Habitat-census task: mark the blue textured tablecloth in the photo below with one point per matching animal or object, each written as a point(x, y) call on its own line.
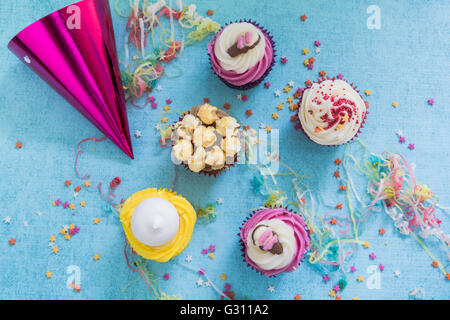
point(407, 61)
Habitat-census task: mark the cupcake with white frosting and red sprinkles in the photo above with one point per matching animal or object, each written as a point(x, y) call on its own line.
point(331, 112)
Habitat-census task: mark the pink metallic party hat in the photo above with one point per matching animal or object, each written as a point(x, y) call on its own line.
point(73, 50)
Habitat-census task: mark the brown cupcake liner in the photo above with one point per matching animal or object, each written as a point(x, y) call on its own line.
point(298, 124)
point(209, 173)
point(266, 73)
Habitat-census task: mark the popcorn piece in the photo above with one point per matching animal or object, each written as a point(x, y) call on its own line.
point(226, 123)
point(182, 150)
point(231, 146)
point(207, 113)
point(197, 161)
point(204, 136)
point(190, 122)
point(182, 133)
point(215, 158)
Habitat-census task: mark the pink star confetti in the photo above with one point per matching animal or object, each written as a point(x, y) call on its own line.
point(73, 231)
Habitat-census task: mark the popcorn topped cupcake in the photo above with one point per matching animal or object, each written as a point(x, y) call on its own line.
point(242, 54)
point(331, 112)
point(206, 140)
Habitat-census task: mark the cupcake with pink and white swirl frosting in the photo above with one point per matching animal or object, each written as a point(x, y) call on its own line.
point(274, 241)
point(242, 54)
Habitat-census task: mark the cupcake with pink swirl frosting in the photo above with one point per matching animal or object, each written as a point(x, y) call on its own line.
point(274, 241)
point(242, 54)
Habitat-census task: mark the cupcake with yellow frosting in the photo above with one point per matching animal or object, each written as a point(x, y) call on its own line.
point(206, 140)
point(331, 112)
point(158, 223)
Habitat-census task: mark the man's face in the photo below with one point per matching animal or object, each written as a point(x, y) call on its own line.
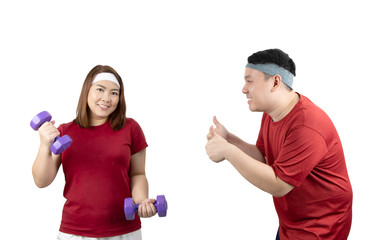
point(257, 89)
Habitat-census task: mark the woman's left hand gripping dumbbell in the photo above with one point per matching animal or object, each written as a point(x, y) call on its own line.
point(147, 209)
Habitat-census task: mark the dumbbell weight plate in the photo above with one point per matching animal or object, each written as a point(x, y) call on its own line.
point(129, 209)
point(39, 119)
point(61, 144)
point(162, 206)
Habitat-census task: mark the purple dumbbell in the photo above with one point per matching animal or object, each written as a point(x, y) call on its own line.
point(130, 208)
point(60, 143)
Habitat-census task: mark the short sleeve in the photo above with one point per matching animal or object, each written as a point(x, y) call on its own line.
point(301, 152)
point(138, 139)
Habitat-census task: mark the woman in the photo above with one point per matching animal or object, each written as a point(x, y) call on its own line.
point(104, 165)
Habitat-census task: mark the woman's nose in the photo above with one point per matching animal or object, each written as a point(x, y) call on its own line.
point(245, 89)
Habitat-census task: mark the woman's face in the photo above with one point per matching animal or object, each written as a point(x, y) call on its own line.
point(103, 98)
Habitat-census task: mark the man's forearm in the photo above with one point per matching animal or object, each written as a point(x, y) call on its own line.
point(249, 149)
point(259, 174)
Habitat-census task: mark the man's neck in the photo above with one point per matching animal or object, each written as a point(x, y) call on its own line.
point(285, 106)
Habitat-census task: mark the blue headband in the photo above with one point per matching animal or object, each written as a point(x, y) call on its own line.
point(273, 69)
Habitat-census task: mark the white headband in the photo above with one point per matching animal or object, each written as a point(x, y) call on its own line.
point(106, 76)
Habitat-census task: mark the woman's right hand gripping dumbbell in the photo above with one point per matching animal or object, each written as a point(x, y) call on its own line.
point(48, 159)
point(48, 133)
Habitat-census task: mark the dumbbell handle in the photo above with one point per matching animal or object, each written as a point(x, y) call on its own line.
point(60, 143)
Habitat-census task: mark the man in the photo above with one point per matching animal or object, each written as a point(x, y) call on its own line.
point(298, 157)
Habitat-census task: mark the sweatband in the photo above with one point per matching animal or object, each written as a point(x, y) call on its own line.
point(106, 76)
point(273, 69)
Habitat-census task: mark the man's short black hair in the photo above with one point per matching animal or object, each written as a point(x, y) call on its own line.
point(275, 56)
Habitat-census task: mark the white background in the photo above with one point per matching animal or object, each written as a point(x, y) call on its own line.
point(183, 62)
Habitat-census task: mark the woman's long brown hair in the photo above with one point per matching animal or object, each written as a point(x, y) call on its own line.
point(117, 118)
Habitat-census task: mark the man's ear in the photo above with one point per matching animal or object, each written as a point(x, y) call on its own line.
point(277, 82)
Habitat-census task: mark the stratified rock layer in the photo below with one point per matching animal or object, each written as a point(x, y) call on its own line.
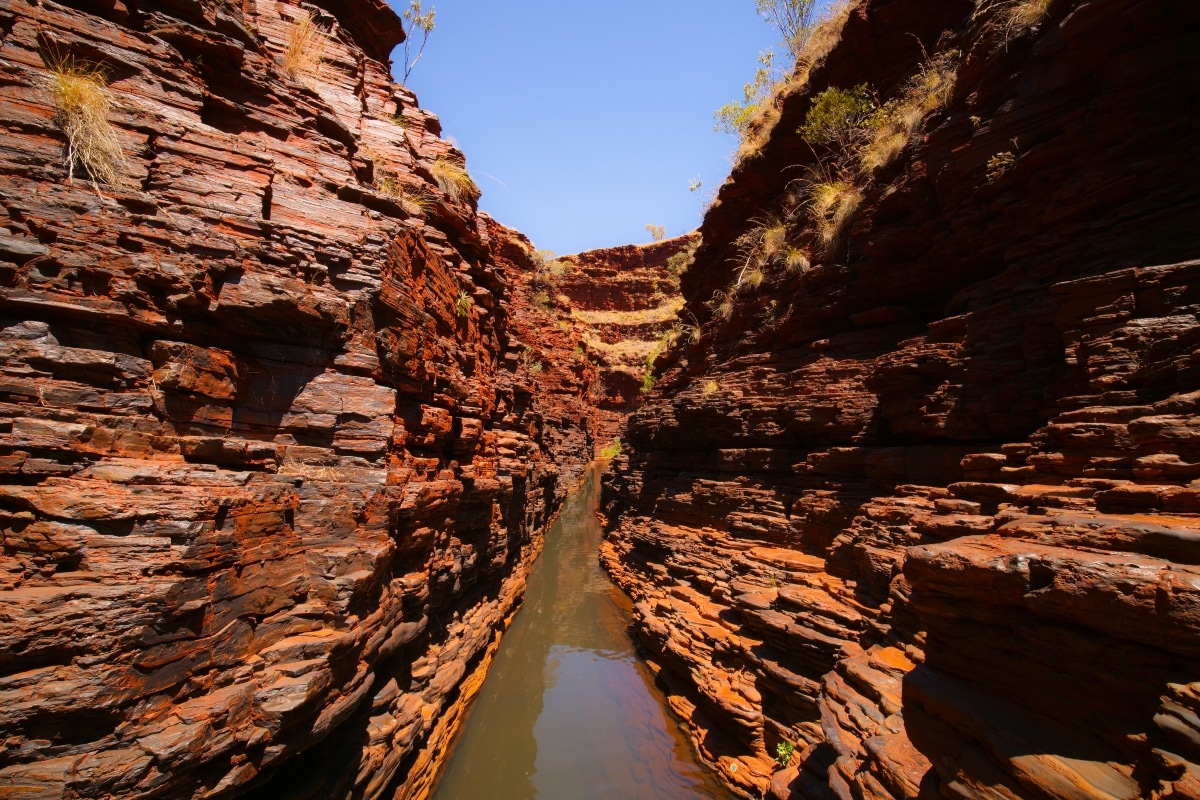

_ _ _

» **AIM OF THE TASK**: Every entry should be returned exactly as written, minus the pictures.

» **REPLY TO THE EXERCISE**:
Habitat-census task: mark the blue textured tablecloth in the photo below with one point per matching animal or object, each written as a point(x, y) call on its own line.
point(407, 61)
Habitat-census task: mark the cupcake with white frosting and red sprinkles in the photo above with one point per matching animal or object, each written as a point(x, y) call on its own line.
point(331, 112)
Habitat-census task: mark the pink metallic party hat in the photo above with one point per matching animal or object, each written as a point(x, y) call on its own line.
point(73, 50)
Habitat-census task: mark the brown cupcake liner in the photo above with one point per matching animal or object, each written as a point(x, y) call on its own line.
point(298, 124)
point(209, 173)
point(266, 73)
Habitat-census task: mark the popcorn piece in the photo above with one point per matching animal or object, each written as a point(x, y) call on its own line.
point(226, 123)
point(182, 150)
point(231, 146)
point(207, 113)
point(197, 161)
point(204, 136)
point(190, 122)
point(182, 133)
point(215, 158)
Habitat-census task: mark the pink star confetti in the photo above with one point per matching animal or object, each written as a point(x, y) call on its own line.
point(73, 231)
Habitat-census task: mark the popcorn topped cupcake in the photo above with one point per matching animal or object, each written as a point(x, y) call on its own line.
point(242, 54)
point(331, 112)
point(206, 140)
Habitat-census task: mark the cupcake with pink and white swirl frosting in the photo above with one point per matching animal or object, each written as a point(x, y) call on its own line.
point(274, 241)
point(242, 54)
Habitat-census task: mark the cupcake with pink swirl frosting in the photo above with one point per matching animal or object, each written as a point(x, y) call on its own line.
point(274, 241)
point(242, 54)
Habitat-census task: mark the cupcake with yellow frosting in the photo above with one point per matching animal or object, each written as a point(x, y) call on its own line.
point(206, 140)
point(331, 112)
point(158, 223)
Habitat-census task: mark the man's face in the photo below with one point per matching animal or object, each written as a point(x, y) call on its own line.
point(257, 89)
Habitat-census task: mark the woman's left hand gripping dumbbell in the photo above with one point per matching animal or object, each written as a point(x, y) call on its own line.
point(147, 209)
Habitat-census task: mark the dumbbell weight plate in the photo above with one point per matching animal or object, each written as a point(x, y) call on its own line.
point(129, 209)
point(39, 119)
point(61, 144)
point(162, 206)
Habitat-census task: mark the purple dumbbell in the photo above with one point per matching animal or object, each written as a point(x, y) call on its own line.
point(130, 208)
point(60, 143)
Habitat-census task: mark the short sleeve in the photo above with one point per matching animal or object, each written as a point(x, y) call on its own line.
point(301, 152)
point(138, 139)
Habitat-census task: mark the woman in the photo above with one point per matching animal or object, each written as a point(x, y) call on its own line.
point(104, 165)
Habitat-census task: mark the woman's nose in the photo above with one point per matching animal or object, each written as a point(x, y) call on its own line.
point(245, 89)
Habitat-census task: mark the woman's face in the photo above with one point per matching animal or object, each written as a point(x, y) call on its own line.
point(103, 98)
Habitat-census task: mark the man's forearm in the photo above with one point per matching animal or object, each written as a point(x, y) call on its own line.
point(249, 149)
point(259, 174)
Habitat-census task: mark the man's neck in the photo above with one point per matching animal or object, each written as a point(x, y) call on its own line.
point(285, 106)
Habitat-census task: mark the blue headband in the photo above with one point per matching animal or object, each written as a point(x, y) call on its own line.
point(273, 69)
Habitat-census task: mark the white headband in the photo above with one point per matching animal or object, each written as a point(x, y) call on its own line.
point(106, 76)
Habitat-census task: mark the woman's right hand gripping dumbbell in the photo above with one point per matching animal or object, each written as a point(x, y) call on its own line.
point(48, 159)
point(48, 133)
Habitat-census task: mark the dumbbell handle in the photo above with one point per matching animal or object, each written as a point(x, y) call on its own line.
point(60, 143)
Habitat-census task: mark the man in the photo above with one point per matching animal or object, each written as a point(x, y) call on its own line.
point(298, 157)
Habitat-census task: mark the sweatband in the photo above with one point per matching animal or object, each written as a point(x, y) call on its own line.
point(106, 76)
point(273, 69)
Habitat-census task: mark the man's short black hair in the photo above with one point per matching animal or object, each written as a point(x, y) call on its own line.
point(275, 56)
Habitat-census task: mark the white background in the photo above with one point per matching animal or object, each written as a point(x, y) call on its own line.
point(183, 62)
Habitat-census task: mark the woman's long brown hair in the photo above with one point per matching animal or object, each written as a point(x, y) call on its own line.
point(117, 118)
Habitat-census task: mark the man's ear in the photo above with one point per matching animal or object, each written as a point(x, y) call on its own line.
point(277, 82)
Habitat-census task: mark the stratified rock layer in the photo below with one point per matching animal or object, each written as a point(x, y) call on its own line.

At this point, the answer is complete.